— Task material —
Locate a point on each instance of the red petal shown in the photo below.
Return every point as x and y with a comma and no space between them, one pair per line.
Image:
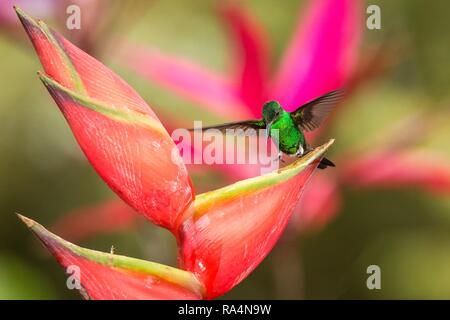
110,276
116,129
252,56
107,217
228,232
320,203
399,169
322,52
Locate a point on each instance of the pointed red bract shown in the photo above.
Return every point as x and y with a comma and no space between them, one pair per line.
226,233
107,276
119,133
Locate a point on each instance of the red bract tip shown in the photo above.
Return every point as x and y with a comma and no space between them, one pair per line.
227,232
109,276
119,133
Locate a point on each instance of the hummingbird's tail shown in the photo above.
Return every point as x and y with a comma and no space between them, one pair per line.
324,163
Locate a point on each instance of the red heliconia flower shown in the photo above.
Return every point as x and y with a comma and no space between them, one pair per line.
222,235
321,56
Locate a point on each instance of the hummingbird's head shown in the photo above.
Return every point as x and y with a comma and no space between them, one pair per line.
271,111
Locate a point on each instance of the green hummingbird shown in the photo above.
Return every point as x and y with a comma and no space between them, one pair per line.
287,128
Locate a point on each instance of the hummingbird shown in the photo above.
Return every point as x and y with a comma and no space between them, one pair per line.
287,128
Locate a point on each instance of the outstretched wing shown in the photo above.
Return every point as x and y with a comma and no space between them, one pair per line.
310,115
249,127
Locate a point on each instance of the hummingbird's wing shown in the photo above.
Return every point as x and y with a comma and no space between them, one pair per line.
310,115
248,127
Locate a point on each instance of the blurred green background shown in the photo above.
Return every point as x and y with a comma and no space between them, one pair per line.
43,173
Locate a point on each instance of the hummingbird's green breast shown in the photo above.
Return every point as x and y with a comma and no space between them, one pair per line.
289,135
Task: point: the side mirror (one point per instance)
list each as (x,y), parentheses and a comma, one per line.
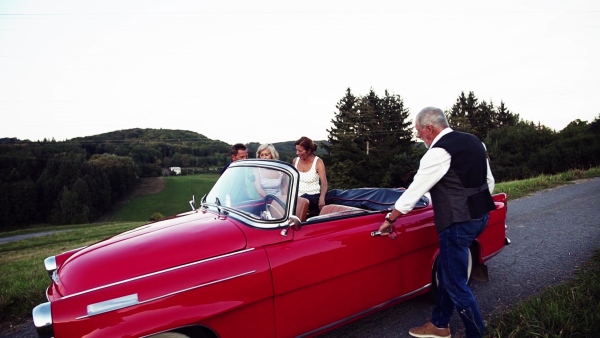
(294,223)
(193,203)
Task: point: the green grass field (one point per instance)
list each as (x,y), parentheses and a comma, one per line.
(174,199)
(23,279)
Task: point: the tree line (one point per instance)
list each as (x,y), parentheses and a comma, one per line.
(370,144)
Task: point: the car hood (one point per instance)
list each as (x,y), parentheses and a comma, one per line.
(154,247)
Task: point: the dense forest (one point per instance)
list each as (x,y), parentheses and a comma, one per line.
(370,143)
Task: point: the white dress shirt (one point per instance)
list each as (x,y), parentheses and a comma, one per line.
(433,166)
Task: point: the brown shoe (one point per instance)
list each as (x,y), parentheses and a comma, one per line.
(429,331)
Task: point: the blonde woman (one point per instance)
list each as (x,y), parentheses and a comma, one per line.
(269,181)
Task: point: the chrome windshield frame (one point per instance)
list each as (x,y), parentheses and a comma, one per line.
(245,217)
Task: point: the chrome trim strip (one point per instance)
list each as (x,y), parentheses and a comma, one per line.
(166,295)
(157,273)
(112,304)
(360,314)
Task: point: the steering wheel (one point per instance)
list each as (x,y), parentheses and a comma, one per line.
(278,212)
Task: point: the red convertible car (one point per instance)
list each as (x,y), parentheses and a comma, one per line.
(242,264)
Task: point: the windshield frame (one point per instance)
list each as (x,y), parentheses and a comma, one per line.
(246,217)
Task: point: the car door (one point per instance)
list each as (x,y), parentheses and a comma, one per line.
(335,270)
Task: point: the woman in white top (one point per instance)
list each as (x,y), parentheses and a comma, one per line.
(313,179)
(269,181)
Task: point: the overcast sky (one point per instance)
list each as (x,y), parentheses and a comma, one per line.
(272,71)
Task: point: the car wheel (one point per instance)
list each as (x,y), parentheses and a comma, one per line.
(436,282)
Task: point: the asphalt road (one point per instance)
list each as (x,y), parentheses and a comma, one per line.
(552,232)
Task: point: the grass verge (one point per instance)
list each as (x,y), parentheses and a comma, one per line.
(571,309)
(23,279)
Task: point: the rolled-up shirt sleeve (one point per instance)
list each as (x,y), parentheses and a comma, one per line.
(433,166)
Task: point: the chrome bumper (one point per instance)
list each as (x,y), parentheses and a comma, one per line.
(42,319)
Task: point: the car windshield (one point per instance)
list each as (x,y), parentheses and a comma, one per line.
(255,192)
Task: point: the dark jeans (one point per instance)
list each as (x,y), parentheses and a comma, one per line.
(452,267)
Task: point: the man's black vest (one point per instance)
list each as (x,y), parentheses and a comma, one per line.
(462,194)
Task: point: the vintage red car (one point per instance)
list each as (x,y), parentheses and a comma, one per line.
(240,264)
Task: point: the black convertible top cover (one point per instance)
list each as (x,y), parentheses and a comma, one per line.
(369,198)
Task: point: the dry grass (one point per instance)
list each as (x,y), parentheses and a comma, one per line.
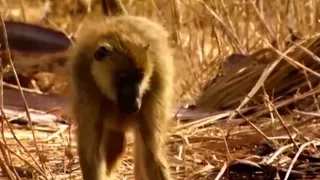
(204,33)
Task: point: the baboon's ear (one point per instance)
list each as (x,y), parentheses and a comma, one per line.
(101,53)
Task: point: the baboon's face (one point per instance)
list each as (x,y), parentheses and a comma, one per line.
(121,76)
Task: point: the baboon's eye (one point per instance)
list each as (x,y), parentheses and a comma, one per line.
(101,53)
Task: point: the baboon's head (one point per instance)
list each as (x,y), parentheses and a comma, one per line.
(121,69)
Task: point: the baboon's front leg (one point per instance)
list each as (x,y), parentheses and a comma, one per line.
(114,142)
(150,157)
(91,160)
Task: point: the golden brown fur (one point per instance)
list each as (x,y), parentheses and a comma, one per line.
(135,43)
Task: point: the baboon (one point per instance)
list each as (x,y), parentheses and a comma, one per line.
(122,78)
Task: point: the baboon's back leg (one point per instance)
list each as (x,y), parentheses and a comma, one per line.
(150,161)
(114,147)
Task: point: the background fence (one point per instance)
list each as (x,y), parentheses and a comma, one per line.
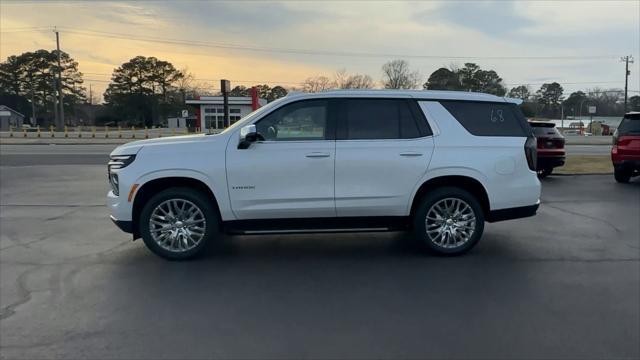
(101,132)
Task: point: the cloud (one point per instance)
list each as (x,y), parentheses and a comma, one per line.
(237,17)
(493,18)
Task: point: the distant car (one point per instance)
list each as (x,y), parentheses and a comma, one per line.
(551,152)
(625,153)
(571,132)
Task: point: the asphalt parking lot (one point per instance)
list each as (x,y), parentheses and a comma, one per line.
(564,284)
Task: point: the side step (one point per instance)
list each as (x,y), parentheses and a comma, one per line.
(316,225)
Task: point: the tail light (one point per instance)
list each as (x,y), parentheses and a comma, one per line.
(531,152)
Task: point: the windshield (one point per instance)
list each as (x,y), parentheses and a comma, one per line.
(254,114)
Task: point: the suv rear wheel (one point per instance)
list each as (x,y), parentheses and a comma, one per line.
(449,221)
(178,223)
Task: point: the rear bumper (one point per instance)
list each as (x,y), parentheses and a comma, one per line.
(627,165)
(513,213)
(126,226)
(545,162)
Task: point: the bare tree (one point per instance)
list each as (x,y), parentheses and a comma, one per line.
(186,85)
(353,81)
(398,75)
(317,83)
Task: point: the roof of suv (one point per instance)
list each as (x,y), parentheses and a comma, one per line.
(416,94)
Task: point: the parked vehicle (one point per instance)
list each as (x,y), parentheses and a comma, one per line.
(625,153)
(437,163)
(550,142)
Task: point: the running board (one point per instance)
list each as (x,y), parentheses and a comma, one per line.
(311,231)
(316,225)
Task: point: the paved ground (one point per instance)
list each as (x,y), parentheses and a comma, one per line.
(43,154)
(564,284)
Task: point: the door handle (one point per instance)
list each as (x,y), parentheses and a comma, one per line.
(317,155)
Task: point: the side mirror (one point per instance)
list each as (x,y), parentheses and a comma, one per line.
(248,134)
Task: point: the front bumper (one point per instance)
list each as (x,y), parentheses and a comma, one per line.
(126,226)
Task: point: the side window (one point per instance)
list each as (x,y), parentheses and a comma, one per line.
(303,120)
(488,119)
(381,119)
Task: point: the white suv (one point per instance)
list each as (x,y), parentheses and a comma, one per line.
(437,163)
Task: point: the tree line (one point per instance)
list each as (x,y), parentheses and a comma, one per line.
(144,90)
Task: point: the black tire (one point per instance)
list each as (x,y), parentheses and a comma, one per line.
(543,173)
(622,176)
(432,198)
(201,201)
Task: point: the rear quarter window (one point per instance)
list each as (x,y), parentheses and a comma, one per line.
(489,119)
(544,131)
(630,124)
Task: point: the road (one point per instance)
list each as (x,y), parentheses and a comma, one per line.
(13,155)
(563,284)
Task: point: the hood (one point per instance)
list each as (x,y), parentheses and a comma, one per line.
(133,147)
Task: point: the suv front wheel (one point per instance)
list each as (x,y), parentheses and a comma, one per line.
(178,223)
(449,221)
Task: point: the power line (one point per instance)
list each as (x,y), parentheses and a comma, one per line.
(242,47)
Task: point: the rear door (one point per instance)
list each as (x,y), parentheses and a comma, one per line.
(383,148)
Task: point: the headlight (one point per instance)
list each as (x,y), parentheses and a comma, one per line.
(117,162)
(113,181)
(120,161)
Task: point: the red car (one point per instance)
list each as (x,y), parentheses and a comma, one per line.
(625,152)
(551,152)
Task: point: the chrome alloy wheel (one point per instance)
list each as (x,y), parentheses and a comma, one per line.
(450,223)
(177,225)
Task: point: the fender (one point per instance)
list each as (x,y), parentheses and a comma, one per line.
(186,173)
(448,171)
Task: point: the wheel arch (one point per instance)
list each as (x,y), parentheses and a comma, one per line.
(465,182)
(151,187)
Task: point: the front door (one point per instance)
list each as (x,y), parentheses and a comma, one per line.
(290,173)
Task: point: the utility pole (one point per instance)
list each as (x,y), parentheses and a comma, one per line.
(225,86)
(627,59)
(60,96)
(33,103)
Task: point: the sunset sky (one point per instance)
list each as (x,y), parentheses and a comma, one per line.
(576,43)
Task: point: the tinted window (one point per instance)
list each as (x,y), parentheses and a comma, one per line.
(381,119)
(539,131)
(630,124)
(489,119)
(303,120)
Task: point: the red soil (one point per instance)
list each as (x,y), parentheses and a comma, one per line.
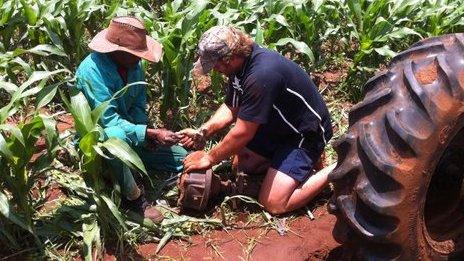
(305,240)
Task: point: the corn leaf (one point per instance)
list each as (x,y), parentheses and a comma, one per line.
(163,241)
(91,235)
(5,210)
(114,210)
(300,47)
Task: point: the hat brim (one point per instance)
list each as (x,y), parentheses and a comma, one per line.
(153,52)
(203,66)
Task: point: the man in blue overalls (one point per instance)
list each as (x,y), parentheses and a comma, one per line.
(115,63)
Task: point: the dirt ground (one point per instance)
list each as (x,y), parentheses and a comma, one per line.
(305,239)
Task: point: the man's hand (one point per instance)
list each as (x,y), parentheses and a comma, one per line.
(198,160)
(162,136)
(191,138)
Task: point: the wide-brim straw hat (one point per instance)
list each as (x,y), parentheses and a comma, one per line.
(129,35)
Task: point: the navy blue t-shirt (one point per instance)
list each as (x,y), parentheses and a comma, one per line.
(279,95)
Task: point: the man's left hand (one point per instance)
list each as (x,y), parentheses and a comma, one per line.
(198,160)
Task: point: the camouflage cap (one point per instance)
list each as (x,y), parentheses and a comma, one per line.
(216,43)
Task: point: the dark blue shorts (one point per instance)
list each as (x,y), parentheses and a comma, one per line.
(285,155)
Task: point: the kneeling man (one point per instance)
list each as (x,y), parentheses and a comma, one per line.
(281,121)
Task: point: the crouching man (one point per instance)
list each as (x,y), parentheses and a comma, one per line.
(281,122)
(114,63)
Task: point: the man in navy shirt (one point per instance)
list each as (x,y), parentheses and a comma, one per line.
(281,122)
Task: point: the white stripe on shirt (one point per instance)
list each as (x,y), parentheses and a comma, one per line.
(312,110)
(289,124)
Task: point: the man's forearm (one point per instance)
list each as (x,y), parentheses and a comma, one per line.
(223,117)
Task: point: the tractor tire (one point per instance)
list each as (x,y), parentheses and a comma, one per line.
(398,191)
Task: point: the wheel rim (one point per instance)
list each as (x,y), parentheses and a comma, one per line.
(444,206)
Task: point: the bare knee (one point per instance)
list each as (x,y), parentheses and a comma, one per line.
(273,205)
(250,162)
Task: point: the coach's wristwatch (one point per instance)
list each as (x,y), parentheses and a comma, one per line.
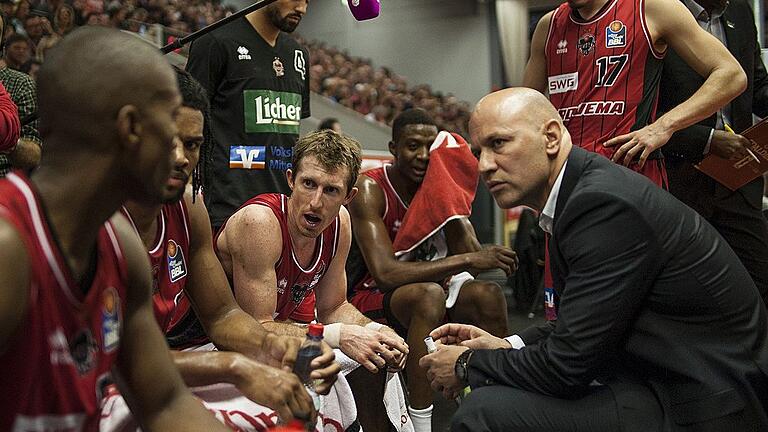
(460,369)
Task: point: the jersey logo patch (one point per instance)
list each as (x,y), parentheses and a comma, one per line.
(110,320)
(586,44)
(616,35)
(269,111)
(277,65)
(299,63)
(177,268)
(562,47)
(563,83)
(247,157)
(242,53)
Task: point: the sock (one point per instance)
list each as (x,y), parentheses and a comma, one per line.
(422,419)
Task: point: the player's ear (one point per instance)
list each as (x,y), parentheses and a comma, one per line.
(289,177)
(129,126)
(350,195)
(553,134)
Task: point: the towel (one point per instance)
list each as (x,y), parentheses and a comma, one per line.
(337,412)
(394,395)
(445,194)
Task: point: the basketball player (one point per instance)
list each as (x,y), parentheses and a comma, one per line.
(286,256)
(600,61)
(186,272)
(75,307)
(405,293)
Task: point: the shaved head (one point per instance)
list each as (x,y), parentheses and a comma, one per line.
(519,103)
(90,75)
(522,145)
(108,102)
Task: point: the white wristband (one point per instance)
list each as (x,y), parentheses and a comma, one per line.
(373,325)
(332,334)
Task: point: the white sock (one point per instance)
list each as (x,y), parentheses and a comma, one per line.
(422,419)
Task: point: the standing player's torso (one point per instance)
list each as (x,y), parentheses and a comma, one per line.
(602,73)
(57,364)
(256,111)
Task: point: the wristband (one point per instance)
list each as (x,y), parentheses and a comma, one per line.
(373,325)
(332,334)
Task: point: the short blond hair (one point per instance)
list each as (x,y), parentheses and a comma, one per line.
(332,150)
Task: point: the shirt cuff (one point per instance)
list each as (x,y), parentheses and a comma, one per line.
(515,341)
(709,142)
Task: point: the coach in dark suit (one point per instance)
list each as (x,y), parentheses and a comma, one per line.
(660,327)
(736,215)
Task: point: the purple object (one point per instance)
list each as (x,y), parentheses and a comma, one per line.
(364,9)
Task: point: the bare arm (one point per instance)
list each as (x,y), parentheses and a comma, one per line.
(535,75)
(671,24)
(373,349)
(228,326)
(366,211)
(144,370)
(14,278)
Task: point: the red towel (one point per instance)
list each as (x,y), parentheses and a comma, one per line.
(446,193)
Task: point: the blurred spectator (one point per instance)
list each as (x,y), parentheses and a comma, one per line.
(18,50)
(22,12)
(30,68)
(330,123)
(33,25)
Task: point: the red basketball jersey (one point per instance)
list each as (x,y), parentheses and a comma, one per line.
(57,363)
(394,213)
(603,74)
(168,259)
(295,284)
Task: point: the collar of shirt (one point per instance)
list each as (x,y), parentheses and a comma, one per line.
(701,14)
(547,217)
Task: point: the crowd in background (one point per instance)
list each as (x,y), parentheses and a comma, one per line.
(377,92)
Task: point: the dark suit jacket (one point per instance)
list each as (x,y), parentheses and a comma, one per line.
(679,82)
(649,292)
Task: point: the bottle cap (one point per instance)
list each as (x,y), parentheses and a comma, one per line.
(315,330)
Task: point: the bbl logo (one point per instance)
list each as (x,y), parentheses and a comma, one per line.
(82,348)
(586,44)
(110,319)
(177,268)
(268,111)
(615,35)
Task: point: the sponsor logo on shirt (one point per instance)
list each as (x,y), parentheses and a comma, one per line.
(592,109)
(242,53)
(586,43)
(177,268)
(49,423)
(247,157)
(110,320)
(269,111)
(562,47)
(299,63)
(82,349)
(563,83)
(615,35)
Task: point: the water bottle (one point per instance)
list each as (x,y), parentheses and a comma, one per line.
(310,349)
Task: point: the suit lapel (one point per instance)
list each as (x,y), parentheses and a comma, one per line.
(576,164)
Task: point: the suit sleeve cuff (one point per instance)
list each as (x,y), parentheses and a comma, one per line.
(515,341)
(709,142)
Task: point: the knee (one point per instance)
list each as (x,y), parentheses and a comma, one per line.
(429,302)
(487,297)
(469,416)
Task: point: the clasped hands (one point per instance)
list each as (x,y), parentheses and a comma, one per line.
(451,341)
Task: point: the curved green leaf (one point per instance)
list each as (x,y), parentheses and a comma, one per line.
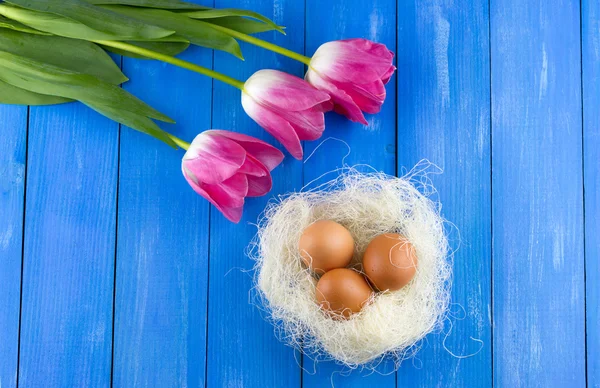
(10,94)
(16,26)
(227,12)
(243,25)
(166,48)
(76,55)
(196,31)
(54,24)
(162,4)
(110,100)
(97,18)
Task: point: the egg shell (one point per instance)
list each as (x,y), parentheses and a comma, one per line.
(343,292)
(390,262)
(325,245)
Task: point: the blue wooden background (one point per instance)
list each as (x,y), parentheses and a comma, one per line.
(114,273)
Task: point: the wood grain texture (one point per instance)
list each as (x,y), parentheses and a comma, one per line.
(373,145)
(444,116)
(163,236)
(69,248)
(242,348)
(538,273)
(13,126)
(591,145)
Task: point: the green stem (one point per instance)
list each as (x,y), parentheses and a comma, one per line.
(264,44)
(172,60)
(181,143)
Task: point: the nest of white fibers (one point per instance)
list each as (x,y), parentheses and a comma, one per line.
(367,204)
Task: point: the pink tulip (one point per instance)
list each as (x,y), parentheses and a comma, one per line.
(354,73)
(226,167)
(287,107)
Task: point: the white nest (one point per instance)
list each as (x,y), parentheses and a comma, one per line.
(368,205)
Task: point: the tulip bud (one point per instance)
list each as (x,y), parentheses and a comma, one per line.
(354,73)
(287,107)
(226,167)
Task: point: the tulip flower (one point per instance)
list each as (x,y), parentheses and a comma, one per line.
(287,107)
(226,167)
(354,73)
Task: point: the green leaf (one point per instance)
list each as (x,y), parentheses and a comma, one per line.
(166,48)
(196,31)
(228,12)
(162,4)
(55,24)
(76,55)
(10,94)
(97,18)
(16,26)
(110,100)
(240,24)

— Objective —
Exactly the lines from the one with "Task: point: the curved" through the end of the records should be written out, and only those. Pictures do not belong in the copy.

— Answer —
Task: point: the curved green leaf (one point per instance)
list each as (x,y), parentheses and a comma, one per line.
(10,94)
(16,26)
(227,12)
(243,25)
(166,48)
(76,55)
(196,31)
(54,24)
(162,4)
(110,100)
(97,18)
Task: point: the egg shell (one point per instance)
list each as (x,y), parentheses and a comma, one per line.
(343,292)
(390,262)
(325,245)
Task: point: the blue wooden background (one point per instance)
list each as (x,y), parentheses and a comma, one per line.
(114,273)
Task: point: the wood grain texture (one point per instance)
list each as (x,y), parentheses and a comma, one per line.
(373,145)
(444,116)
(163,236)
(69,248)
(242,348)
(538,273)
(13,126)
(591,145)
Task: point: the green stem (one point per instance)
list each as (x,y), parentheses and a comma, one per line.
(264,44)
(172,60)
(181,143)
Task: point: the nest of white fibers (one point per instance)
list each as (x,y), parentheses and a comma, one per line.
(367,204)
Task: point: the pink tulip (one point per instance)
list each as (x,y), parentheses and a comma, one per line.
(354,73)
(226,167)
(287,107)
Task: point: the white nest (one point per instance)
list each as (x,y), parentheses and a comma, one per line.
(368,205)
Task: point: the tulip bud (one point per instance)
list each as (x,y), parentheses and a comma, one per line.
(354,73)
(287,107)
(226,167)
Task: point: the tulip flower (one point per instance)
list each as (x,y), parentheses and a comma, one per line.
(287,107)
(226,167)
(354,73)
Task: point: the green leaf (one point per instance)
list each as (x,y), parentheses and a comma, one per line.
(166,48)
(196,31)
(228,12)
(162,4)
(55,24)
(76,55)
(10,94)
(97,18)
(16,26)
(110,100)
(240,24)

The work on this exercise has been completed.